А через год, в конце 1894 года, в ответ на запрос Московского жандармского управления о степени благонадёжности Корнатовской, охранное отделение невозмутимо отвечает: «Она находится в сношениях с учащейся молодёжью и ни в чем предосудительном не замечена». В целях сохранения «системы» Бердяев «забыл» и арест Корнатовской по делу Королева-Соболева, а также и то обстоятельство, что М.Н.Корнатовская имела отношение к очень многим революционным организациям и начинаниям.

Заботливая рука «охранки» сказалась и в другом эпизоде. В 1892 году при аресте Иолшина (имевшего отношение к группе народовольцев, издававших «летучий листок») полиция обнаружила у него паспорт на имя А.Н.Максимова. Казалось бы естественным, если бы Максимова так или иначе привлекли к делу или, по крайней мере, допросили о причинах и обстоятельствах передачи им своего документа Иолшину. Ничего этого сделано не было. Паспорт был возвращён Максимову без каких-либо неприятностей для последнего. Разгадка проста: Максимов вошёл в круг лиц, на которых распространилось «табу»: он был женихом В.Н.Цирг.

Такую заботливость охранное отделение не могло, конечно, распространять на всех своих сотрудников. Этой чести удостаивались лишь те, которые составляли «святая святых» агентуры, а достигнуть этого высокого положения Серебрякова смогла благодаря той несомненной ловкости и изворотливости, которые позволили ей 25 лет работать в «охранке» и не навлекать на себя сколько-нибудь заметной тени подозрения, «охранка» не могла не ценить её: Серебрякова в совершенстве владела методами агентурной работы и Серебрякова давала ценный тематический материал, будучи близка к центрам многих революционных групп и зная о многих революционных начинаниях.

Безоблачная жизнь Серебряковой продолжалась до конца 1909 года. Надо думать, что примерно с 1907 года она постепенно отходит от активной деятельности, не порывая, впрочем, начисто своих связей с «охранкой». Болезнь и уже солидный возраст мешают ей вести работу с прежней интенсивностью. Своим чередом, хотя тоже с постепенным замиранием, продолжается и другая жизнь Серебряковой: она встречается с революционерами, оказывает им техническую помощь, ведёт политические споры и тд.

Но на горизонте появлялись уже первые вестники неминуемой грозы. Барометр «охранки» показывал неблагополучие. ЛАРатаев, заграничный представитель царской «охранки», писал в Департамент полиции Н.П. Зуеву:

"Дорогой друг, Нил Петрович! На днях я получил письмо следующего содержания:

"М.Г. Мне очень хотелось бы повидать Вас и побеседовать с Вами кое о чем. Вы, увидевши мою подпись, конечно, изумитесь моему желанию и не поймёте, почему я, Бурцев, который и т. д., хочу видеть Вас, Ратаева, который и т. д. Я всю мою жизнь не мог ни разу одинаково с Вами посмотреть на вещи и в данном случае, может быть, мы не сойдёмся с Вами ни по одному вопросу. Тем не менее, мне хочется видеть Вас и до конца договорить свои мысли, которые я излагал в «Matin», и до конца выслушать Вас. Готовый к услугам В.Бурцев.

**Фрагмент данных:**
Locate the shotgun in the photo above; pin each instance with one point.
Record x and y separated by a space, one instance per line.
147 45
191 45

**Упражнение 1:** Сколько лет, согласно тексту об охранном отделении, Серебрякова работала в «охранке», не навлекая на себя подозрений?
**Упражнение 2:** Приведите продолжение текста об охранном отделении, начиная после его последнего предложения.
Данные никак не связаны с текстом об охранном отделении.

**Ответ 1:** 25 лет.

**Ответ 2:**
P.S. Разумеется, я хочу видеть Вас, как литератор, как редактор «Былого» и только, а поэтому надеюсь, что Вы придёте одни, не уведомляя никого о нашем свидании".

«Я сделал лучше, – пишет дальше Ратаев. – Я не пошёл совсем… Но я начал это письмо не только для того, чтобы поставить тебя в известность о дерзкой выходке этого нахала, а дабы предупредить тебя кое о чем, что, на мой взгляд, представляется довольно серьёзным и заслуживающим внимания. Ты, конечно, следишь за серией разоблачений Бурцева… Вслед за провалами Азефа, Гартинга-Ландезена и бедной Зины Гернгросс-Жученко (её мать жаль больше всех), Бурцев грозит ещё более серьёзными разоблачениями».

И, наконец, далее:

«Таким образом, за Азефом появился Гартинг, за ним Зина, теперь на очереди Зверев, а там, я думаю, не сдобровать и известной многолетней сотруднице московской, Евсталии Серебряковой».

Так писал и так подозревал Ратаев. И опасения эти оказались основательными.

В начале ноября 1909 года в газете «Русское слово» появляется следующая короткая телеграмма из Парижа:

«В.Л.Бурцев раскрыл обширную провокацию в партии социал-демократов и публикует о деятельности видного члена Московской организации Анны Егоровны Серебряковой, состоявшей на службе полиции 24 года. Серебрякова выдала ряд организаций и три типографии. Она вращалась также и в кругах максималистов».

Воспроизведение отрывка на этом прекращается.